*Orden de trabajo 1:* Resume el fragmento sobre Valencia en dos oraciones.
*Orden de trabajo 2:* Convierte en una lista breve el párrafo del fragmento sobre Valencia que empieza por "La escalera de Correos en Valencia", sin perder sus datos principales.
*Orden de trabajo 3:* Sigue escribiendo el fragmento sobre Valencia a partir de su última oración.

*Fragmento de página:*

La escalera de Correos en Valencia es uno de esos lugares donde ocurren cosas -igual que el estanco neoyorkino de Smoke o la parrilla del Brix en París-. En ellas se han repartido pasquines anarquistas, se han levantado barricadas, se han echado a perder noviazgos de toda la vida por una frase irreflexiva o por un retraso de cinco minutos en el reloj del Ayuntamiento y cuentan que allí Gracia Imperio intercambió un par de sonoras bofetadas con un lord inglés, enamorado de la copla, que se había creído a pies juntillas aquello de que "la española cuando besa, es que besa de verdad". Se podría escribir una novela solo con el cruce de las historias que se han dado cita al azar delante de este edificio modernista.

Todas las ciudades poseen lugares donde la vida se condensa en una trama muy apretada que la gente va construyendo día a día. Pero son muy pocos los escritores que han sabido convertir esa maraña intrincada de calles con sus esquinas y laberintos en una deriva del alma. La Valencia del Tranvía a la Malvarrosa es un espacio amenazado pero vivo, porque en las páginas de una novela el tiempo transcurre de otro modo y cualquiera puede bajar andando a media tarde por la calle de Avellanas y continuar por la de los Venerables o la Prisión del Santo hasta llegar la calle de la Paz como si se hubiera perdido en un cruce de siglos, pero al final siempre se desemboca en la misma ciudad.

En la exposición que exhibe el IVAM, uno puede vagar por ella a través de más de 50 fotografías realizadas por Joan Antoni Vicent. La poesía es lo más próximo al arte de fotografiar porque una instantánea captada con una cámara no es otra cosa que una imagen robada al tiempo. Pero que nadie espere concesiones a la nostalgia. Las fotografías son imágenes actuales. No pertenecen a una ciudad muerta, sino a una ciudad que se niega a desaparecer porque aún respira. El detalle más pequeño adquiere así un significado especial: un rostro en blanco y negro que nos recuerda a alguien, la fachada del Hotel Inglés, el escaparate de una pañería, el vaho a eucalipto casi perceptible en el portal de una farmacia, la cara de cuervo de un canónigo, la lentitud de una vendedora de bordados en la Plaza Redonda, la sonrisa de Ariadna Gil saliendo de un salón de refrescos y lunchs, porque la exposición mezcla cine y literatura, realidad y ficción igual que la vida.

*Material proporcionado:*

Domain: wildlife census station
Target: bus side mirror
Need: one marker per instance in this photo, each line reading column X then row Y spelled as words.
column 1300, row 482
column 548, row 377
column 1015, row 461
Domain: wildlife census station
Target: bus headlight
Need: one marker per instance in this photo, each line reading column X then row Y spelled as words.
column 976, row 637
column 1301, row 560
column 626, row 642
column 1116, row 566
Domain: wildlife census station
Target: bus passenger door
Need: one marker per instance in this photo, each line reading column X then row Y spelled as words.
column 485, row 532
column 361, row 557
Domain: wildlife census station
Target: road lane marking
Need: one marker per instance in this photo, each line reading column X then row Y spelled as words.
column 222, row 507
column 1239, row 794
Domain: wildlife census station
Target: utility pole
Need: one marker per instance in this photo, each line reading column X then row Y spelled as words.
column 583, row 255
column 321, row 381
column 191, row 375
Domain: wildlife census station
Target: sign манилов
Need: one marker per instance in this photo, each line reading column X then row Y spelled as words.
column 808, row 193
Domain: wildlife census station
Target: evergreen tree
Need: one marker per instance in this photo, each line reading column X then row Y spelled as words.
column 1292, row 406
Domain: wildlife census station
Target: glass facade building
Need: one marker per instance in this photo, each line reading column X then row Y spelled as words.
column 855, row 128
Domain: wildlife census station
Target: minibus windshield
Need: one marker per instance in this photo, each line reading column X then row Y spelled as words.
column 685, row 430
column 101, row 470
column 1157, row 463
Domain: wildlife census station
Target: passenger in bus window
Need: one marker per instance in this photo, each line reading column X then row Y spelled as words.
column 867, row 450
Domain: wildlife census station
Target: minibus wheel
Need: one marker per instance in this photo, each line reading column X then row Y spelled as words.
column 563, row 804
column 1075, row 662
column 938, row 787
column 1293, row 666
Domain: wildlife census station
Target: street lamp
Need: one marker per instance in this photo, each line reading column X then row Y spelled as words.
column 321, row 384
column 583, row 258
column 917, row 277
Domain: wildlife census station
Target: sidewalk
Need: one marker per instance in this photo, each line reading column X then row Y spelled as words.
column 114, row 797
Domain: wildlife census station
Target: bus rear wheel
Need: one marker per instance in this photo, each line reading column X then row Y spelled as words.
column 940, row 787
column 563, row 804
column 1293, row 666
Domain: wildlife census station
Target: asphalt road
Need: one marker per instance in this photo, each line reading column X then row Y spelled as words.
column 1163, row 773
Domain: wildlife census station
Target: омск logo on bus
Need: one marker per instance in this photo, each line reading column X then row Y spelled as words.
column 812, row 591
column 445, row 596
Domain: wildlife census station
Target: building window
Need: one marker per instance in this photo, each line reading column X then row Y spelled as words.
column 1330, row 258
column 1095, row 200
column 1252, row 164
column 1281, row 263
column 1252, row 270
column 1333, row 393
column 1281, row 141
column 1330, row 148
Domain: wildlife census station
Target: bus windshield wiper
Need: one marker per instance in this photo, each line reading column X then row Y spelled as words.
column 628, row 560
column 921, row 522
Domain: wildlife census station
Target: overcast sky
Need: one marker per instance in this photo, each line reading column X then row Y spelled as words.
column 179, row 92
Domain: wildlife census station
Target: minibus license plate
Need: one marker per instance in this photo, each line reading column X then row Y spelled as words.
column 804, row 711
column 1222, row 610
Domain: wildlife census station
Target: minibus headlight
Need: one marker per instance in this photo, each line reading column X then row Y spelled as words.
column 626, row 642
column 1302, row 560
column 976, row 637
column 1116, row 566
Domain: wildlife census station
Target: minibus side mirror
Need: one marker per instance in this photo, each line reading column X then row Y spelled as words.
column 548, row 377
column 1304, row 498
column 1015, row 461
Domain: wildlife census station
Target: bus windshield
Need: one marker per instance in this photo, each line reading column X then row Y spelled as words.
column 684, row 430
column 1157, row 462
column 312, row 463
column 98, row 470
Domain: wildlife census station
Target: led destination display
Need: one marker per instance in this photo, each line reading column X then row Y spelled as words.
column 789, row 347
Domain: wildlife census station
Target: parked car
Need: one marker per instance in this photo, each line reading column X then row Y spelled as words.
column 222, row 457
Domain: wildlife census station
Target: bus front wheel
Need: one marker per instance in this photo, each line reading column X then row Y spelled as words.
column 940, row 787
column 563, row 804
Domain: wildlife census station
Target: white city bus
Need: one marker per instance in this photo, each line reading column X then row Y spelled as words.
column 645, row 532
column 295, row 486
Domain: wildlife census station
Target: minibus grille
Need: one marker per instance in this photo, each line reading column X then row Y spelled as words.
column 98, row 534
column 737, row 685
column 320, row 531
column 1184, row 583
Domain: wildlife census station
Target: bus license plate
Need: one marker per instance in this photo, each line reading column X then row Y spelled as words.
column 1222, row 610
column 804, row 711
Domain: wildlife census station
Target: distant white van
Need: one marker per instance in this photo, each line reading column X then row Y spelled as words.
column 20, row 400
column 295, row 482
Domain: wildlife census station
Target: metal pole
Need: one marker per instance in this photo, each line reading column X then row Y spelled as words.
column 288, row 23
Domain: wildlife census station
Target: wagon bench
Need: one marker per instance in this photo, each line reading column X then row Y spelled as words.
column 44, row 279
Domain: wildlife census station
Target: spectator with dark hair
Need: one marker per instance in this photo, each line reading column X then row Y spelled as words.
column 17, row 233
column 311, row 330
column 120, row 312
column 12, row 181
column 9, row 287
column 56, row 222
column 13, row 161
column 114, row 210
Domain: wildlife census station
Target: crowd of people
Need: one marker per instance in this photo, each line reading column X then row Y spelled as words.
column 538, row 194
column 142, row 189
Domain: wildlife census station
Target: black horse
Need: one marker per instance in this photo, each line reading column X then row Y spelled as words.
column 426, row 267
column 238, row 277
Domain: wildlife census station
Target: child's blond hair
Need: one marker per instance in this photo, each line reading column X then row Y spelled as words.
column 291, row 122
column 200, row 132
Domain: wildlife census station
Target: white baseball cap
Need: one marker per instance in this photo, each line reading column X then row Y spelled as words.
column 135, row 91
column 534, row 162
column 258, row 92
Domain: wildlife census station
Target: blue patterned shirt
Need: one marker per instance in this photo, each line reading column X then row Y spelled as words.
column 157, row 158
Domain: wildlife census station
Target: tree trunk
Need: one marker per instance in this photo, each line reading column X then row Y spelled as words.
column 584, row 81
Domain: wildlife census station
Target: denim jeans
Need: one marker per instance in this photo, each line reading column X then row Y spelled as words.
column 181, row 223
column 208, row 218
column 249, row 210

*Tu respuesta 1:* La escalera de Correos de Valencia es un lugar donde han sucedido muchas historias, desde el reparto de pasquines anarquistas hasta rupturas de noviazgos, y la Valencia del Tranvía a la Malvarrosa aparece como un espacio amenazado pero vivo en el que el tiempo transcurre de otro modo. En la exposición del IVAM se puede vagar por esa ciudad a través de más de 50 fotografías actuales de Joan Antoni Vicent, que mezclan cine y literatura, realidad y ficción.

*Tu respuesta 2:*
- Es un lugar donde ocurren cosas, como el estanco neoyorkino de Smoke o la parrilla del Brix en París.
- Allí se han repartido pasquines anarquistas y se han levantado barricadas.
- Se han roto noviazgos de toda la vida por una frase irreflexiva o por un retraso de cinco minutos en el reloj del Ayuntamiento.
- Se cuenta que Gracia Imperio intercambió un par de bofetadas con un lord inglés enamorado de la copla.
- Con las historias cruzadas ante este edificio modernista se podría escribir una novela.

*Tu respuesta 3:*
Los que hayan vivido la Valencia de los años cincuenta sentirán que están atravesando su propio pasado a bordo de aquel tranvía azul con jardinera que iba a la Malva-rosa, porque existe un momento que pertenece a todos y otro que es propiedad exclusiva de cada uno.

"A pie, por la avenida del Marqués de Sotelo, con la pesada maleta en la mano, pasé por delante del cine estreno Rex bajo los cartelones de la película La Reina Virgen de Jean Simmons y Deborah Kerr. En taquilla ponía: butaca de patio, 10 pesetas. Crucé la calle en medio del denso perfume de los puestos de flores hacia la acera de correos..." Algunas capitales tienen la suerte de ser bien noveladas y entonces uno se para ante las escaleras del edificio de Correos como si estuviera ante un estanco de Brooklyn o en la parrilla del Brix y piensa que por fortuna hay lugares donde la vida nunca pasa de largo. Son esos rincones los que fijan el alma de una ciudad.